** WHAT TO WORK ON **
1. Answer these questions about the article on child bomb-layers in Afghanistan:
(a) With how many other students did Ehsar's teachers lecture him for five months?
(b) How old is Ehsar now?
(c) Which district is the 14-year-old Abdullah from?
2. Carry on the article about child bomb-layers in Afghanistan from the point where it stops.

Last year, Ehsar’s father, who ekes out a living growing vegetables, sent his son to a madrasah in Ghazni province’s notoriously volatile Andar district. He wanted him to receive an Islamic education and to learn the way of jihad (holy war).
At the madrasah, Ehsar was shown videos of the “horrible crimes that infidels commit”, including American soldiers apparently raping Afghan women. Hoax videos of this kind can be found in bazaars in northwest Pakistan, where last week a 12-year-old boy in school uniform blew himself up, killing 31 army recruits.
For five months, Ehsar’s teachers lectured him and 20 other students on the morally corrupting influence of foreigners. They told him that the infidels had come to destroy Islam.
“They show Indian movies on television, girls in Kabul wear jeans, men shave their beards and grow their hair like foreigners,” said Ehsar, now 15. “This is not the right way.”
Three months into his education, Ehsar began to learn how to lay the home-made bombs responsible for most deaths of British and American soldiers in Afghanistan. He was taught how to connect the wires and the battery pack, where to place the mines and how to conceal them when travelling on foot or by motorcycle.
Ehsar was soon sent on missions with the more experienced bombers. “We usually go at night but sometimes we can get away with it during the day,” he said, claiming that his mines have killed 10 American soldiers in the past year. “The Americans don’t suspect us. We’re children. That’s why we’re used. From the air, it looks like we’re normal madrasah students collecting charity from the people.”
Another young layer of IEDs, a 14-year-old boy identified only as Abdullah, from Jagatu district, said the Taliban used children because they wanted to protect veteran fighters. “Our life is not important compared with the older Taliban fighters. They have families to feed,” he said.
Abdullah said he was initially blackmailed into becoming a mine-layer. His teachers told him that if he refused to go on missions, they would beat him and expel him from the madrasah.
“I didn’t want to stop my religious studies. I’d made good friends there and I didn’t want to lose them,” he said. “I didn’t want to kill people to begin with but I had no choice.”
Abdullah soon realised the importance of his work, he said. He began to volunteer for missions. “The Americans are the enemy of Islam,” he explained. “They kill our people and they want to destroy our religion. It’s our duty to kill them.”

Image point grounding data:

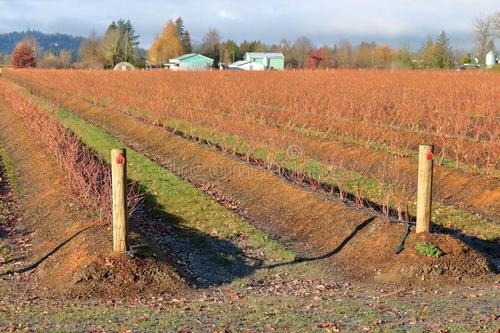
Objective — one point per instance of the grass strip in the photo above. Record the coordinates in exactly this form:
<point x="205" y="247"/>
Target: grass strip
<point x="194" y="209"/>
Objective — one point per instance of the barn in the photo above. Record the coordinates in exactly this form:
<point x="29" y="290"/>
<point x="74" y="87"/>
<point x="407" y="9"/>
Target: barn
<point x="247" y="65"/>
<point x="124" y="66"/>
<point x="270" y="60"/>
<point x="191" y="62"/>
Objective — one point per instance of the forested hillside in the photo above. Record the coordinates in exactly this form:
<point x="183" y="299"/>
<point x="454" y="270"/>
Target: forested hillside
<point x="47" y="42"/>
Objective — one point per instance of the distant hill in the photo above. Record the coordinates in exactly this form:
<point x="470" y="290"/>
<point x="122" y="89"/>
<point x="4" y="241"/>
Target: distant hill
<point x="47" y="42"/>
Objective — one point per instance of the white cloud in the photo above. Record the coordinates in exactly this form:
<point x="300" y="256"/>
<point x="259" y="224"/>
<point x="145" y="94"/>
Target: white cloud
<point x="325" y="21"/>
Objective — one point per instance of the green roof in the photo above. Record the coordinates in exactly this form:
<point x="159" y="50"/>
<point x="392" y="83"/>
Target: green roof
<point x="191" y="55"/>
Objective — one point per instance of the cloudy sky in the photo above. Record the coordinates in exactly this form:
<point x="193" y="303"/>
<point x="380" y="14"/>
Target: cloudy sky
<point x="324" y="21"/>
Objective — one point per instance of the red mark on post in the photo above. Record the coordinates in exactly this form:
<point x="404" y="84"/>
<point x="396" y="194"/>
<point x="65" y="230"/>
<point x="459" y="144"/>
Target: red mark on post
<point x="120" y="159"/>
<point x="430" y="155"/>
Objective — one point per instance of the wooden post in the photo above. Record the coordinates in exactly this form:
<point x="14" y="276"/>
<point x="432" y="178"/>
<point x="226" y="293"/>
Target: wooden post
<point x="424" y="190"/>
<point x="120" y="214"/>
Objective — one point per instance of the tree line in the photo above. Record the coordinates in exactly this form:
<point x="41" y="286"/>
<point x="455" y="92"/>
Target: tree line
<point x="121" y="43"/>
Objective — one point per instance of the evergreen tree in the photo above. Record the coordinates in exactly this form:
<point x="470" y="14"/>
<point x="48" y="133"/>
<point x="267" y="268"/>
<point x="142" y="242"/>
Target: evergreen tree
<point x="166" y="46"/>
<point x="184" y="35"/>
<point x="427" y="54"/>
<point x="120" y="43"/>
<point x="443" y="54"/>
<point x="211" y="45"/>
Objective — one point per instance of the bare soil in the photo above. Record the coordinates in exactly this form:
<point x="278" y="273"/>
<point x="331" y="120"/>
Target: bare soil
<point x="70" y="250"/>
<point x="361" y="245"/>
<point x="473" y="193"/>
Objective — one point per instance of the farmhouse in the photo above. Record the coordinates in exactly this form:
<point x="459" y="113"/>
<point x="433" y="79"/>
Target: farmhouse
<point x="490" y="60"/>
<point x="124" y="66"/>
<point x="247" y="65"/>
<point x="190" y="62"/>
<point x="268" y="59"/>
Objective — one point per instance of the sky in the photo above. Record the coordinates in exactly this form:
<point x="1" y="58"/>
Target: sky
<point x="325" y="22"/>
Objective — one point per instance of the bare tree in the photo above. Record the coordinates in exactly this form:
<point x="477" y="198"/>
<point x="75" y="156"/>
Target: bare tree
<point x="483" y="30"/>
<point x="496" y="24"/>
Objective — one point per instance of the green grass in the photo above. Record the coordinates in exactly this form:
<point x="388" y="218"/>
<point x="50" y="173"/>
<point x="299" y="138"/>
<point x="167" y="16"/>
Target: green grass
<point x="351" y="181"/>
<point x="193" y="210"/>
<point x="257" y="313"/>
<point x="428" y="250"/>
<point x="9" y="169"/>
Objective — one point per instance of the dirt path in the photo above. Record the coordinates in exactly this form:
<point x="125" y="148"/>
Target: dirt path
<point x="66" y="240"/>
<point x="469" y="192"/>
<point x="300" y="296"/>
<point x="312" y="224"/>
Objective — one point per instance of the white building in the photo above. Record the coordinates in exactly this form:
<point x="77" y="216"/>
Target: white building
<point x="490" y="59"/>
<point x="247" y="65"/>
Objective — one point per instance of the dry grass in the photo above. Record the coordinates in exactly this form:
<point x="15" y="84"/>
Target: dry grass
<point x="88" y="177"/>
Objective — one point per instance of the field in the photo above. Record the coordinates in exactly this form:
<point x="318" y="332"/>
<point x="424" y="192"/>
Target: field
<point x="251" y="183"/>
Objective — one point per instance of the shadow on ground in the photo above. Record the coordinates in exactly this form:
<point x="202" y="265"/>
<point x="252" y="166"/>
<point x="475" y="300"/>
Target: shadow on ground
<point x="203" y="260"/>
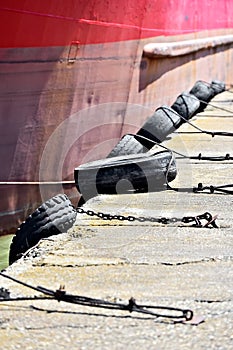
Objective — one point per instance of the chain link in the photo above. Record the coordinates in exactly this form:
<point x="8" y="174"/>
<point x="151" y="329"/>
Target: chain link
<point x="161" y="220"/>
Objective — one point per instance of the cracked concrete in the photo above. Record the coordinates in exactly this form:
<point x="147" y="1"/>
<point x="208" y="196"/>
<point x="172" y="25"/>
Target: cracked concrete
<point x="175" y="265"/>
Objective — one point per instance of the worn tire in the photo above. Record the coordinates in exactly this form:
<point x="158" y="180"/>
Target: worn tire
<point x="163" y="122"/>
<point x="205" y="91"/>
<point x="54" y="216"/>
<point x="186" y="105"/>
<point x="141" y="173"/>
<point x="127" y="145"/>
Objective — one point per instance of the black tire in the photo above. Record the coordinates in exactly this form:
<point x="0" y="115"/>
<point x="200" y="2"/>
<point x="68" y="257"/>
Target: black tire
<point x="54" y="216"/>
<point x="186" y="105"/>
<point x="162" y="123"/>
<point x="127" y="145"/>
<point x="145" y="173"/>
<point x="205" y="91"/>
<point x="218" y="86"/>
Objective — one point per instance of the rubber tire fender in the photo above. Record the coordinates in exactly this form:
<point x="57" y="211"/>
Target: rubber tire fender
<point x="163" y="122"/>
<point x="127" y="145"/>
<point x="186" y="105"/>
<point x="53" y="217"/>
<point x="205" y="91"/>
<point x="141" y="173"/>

** ANSWERS GIVEN **
1.
(a) 20
(b) 15
(c) Jagatu district

2.
Human rights groups blame the Taliban for the majority of civilian deaths. Last year, the bloodiest for civilians since the war began, the Taliban and other insurgent groups killed 63% of the 2,421 civilians who died violently, according to the Afghanistan Rights Monitor, an independent watchdog. IEDs alone killed 690 civilians.
Nato says the Taliban pay boys to plant IEDs, earning them the nickname “the $10-Taliban”. But both boys denied receiving payment. “We get expenses for things like motorcycle fuel and phone credit,” said Ehsar. “Why do we need money?”
Last summer, during a Nato offensive to reclaim control of Kandahar province, drones spotted children as young as seven running onto the battlefield to collect weapons from the bodies. Photographs seized from Taliban compounds showed boys brandishing assault rifles and rocketpropelled grenades.
In January, American helicopter pilots spotted what they assumed was a Taliban fighter picking up a rifle from the body of a comrade killed in an air-strike. The Apache gunship pilots opened fire, shooting the fighter in the head. Soldiers sent in to assess the damage discovered he was aged between 11 and 14. Last Monday in Kandahar, a suicide bomber blew himself up at a customs post, killing a retired American customs official. The bomber was aged between 10 and 14, according to Nato officials.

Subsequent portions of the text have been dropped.